Print nothing except the lines of the listing below from the line with "Query: small shed" to the line with "Query: mountain", each exactly as written, both ends included.

* DATA RECORDS:
↓↓↓
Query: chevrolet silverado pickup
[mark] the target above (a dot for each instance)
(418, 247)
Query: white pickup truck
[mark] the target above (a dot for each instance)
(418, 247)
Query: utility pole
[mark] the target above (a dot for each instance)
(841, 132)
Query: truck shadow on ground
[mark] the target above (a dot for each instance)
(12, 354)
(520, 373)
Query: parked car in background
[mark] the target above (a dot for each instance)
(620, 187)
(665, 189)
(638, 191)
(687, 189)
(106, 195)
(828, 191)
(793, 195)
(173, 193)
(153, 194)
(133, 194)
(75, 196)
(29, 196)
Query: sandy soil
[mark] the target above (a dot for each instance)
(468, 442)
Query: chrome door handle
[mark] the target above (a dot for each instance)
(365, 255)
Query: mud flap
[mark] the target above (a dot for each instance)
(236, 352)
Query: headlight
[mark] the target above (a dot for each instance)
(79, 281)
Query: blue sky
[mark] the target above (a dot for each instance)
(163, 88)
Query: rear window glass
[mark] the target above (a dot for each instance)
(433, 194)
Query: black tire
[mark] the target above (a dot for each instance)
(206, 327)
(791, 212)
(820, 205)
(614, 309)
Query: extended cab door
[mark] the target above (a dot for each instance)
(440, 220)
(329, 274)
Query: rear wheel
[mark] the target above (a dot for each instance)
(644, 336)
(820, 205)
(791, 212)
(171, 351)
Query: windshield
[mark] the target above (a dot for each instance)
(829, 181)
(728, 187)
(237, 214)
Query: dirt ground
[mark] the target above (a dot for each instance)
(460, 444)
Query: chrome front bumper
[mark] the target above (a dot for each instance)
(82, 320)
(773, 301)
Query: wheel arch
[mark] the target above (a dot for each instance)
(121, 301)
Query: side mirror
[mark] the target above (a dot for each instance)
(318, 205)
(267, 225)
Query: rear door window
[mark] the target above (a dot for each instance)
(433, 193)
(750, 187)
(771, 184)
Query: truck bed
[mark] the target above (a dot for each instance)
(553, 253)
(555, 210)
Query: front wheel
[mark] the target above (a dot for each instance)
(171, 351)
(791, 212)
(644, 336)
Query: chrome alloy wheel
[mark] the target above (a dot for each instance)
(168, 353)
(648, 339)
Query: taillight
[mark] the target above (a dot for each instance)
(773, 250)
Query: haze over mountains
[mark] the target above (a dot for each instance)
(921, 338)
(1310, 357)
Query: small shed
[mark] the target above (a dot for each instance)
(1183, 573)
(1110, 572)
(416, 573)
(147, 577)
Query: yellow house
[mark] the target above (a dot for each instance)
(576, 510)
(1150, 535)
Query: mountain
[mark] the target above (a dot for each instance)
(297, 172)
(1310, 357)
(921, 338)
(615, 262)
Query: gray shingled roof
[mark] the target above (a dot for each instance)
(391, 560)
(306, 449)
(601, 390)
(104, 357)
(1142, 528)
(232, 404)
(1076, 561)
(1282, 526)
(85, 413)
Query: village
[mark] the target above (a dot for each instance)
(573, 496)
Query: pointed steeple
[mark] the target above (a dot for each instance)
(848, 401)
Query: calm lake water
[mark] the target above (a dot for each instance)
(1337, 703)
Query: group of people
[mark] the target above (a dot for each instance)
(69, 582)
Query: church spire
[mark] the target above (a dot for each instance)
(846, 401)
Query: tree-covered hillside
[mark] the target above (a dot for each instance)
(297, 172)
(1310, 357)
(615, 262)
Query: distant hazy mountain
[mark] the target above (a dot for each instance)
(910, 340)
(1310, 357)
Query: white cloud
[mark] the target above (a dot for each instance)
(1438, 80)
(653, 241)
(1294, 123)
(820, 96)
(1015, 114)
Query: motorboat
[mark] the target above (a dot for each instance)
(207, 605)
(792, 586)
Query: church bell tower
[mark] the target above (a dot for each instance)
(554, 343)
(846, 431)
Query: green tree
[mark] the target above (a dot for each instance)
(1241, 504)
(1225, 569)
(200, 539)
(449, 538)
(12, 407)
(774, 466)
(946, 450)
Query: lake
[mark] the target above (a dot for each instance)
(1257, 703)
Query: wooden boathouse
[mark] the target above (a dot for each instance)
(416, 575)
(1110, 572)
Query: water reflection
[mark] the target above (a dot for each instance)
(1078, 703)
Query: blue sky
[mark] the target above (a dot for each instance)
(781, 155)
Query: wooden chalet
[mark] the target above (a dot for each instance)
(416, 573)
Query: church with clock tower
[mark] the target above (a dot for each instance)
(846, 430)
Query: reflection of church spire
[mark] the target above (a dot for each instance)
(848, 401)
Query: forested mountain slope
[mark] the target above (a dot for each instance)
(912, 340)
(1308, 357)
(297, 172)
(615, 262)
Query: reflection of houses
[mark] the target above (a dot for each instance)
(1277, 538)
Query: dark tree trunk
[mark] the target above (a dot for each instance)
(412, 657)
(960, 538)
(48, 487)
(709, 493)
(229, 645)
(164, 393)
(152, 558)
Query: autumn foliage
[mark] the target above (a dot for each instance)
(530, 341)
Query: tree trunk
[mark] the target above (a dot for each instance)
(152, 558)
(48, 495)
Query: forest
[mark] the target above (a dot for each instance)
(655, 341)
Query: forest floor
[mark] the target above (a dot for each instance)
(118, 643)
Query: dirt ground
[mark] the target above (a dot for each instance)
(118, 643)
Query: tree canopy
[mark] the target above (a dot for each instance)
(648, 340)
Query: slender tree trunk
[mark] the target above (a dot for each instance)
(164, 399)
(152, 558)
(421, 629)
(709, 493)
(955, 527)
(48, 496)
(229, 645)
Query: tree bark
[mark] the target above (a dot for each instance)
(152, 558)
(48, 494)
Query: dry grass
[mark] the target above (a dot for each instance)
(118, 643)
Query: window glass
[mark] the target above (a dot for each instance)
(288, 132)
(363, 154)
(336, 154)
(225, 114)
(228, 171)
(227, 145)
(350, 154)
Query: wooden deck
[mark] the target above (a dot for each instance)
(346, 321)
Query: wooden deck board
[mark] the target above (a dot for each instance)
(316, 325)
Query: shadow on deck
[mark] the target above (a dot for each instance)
↑↑↑
* EXPECTED OUTPUT:
Query: small shed
[mark] the target above (a dot for each instance)
(1183, 573)
(1110, 572)
(416, 573)
(147, 577)
Query: yellow house
[mark] the target above (a dot for each instance)
(576, 510)
(1150, 535)
Query: mountain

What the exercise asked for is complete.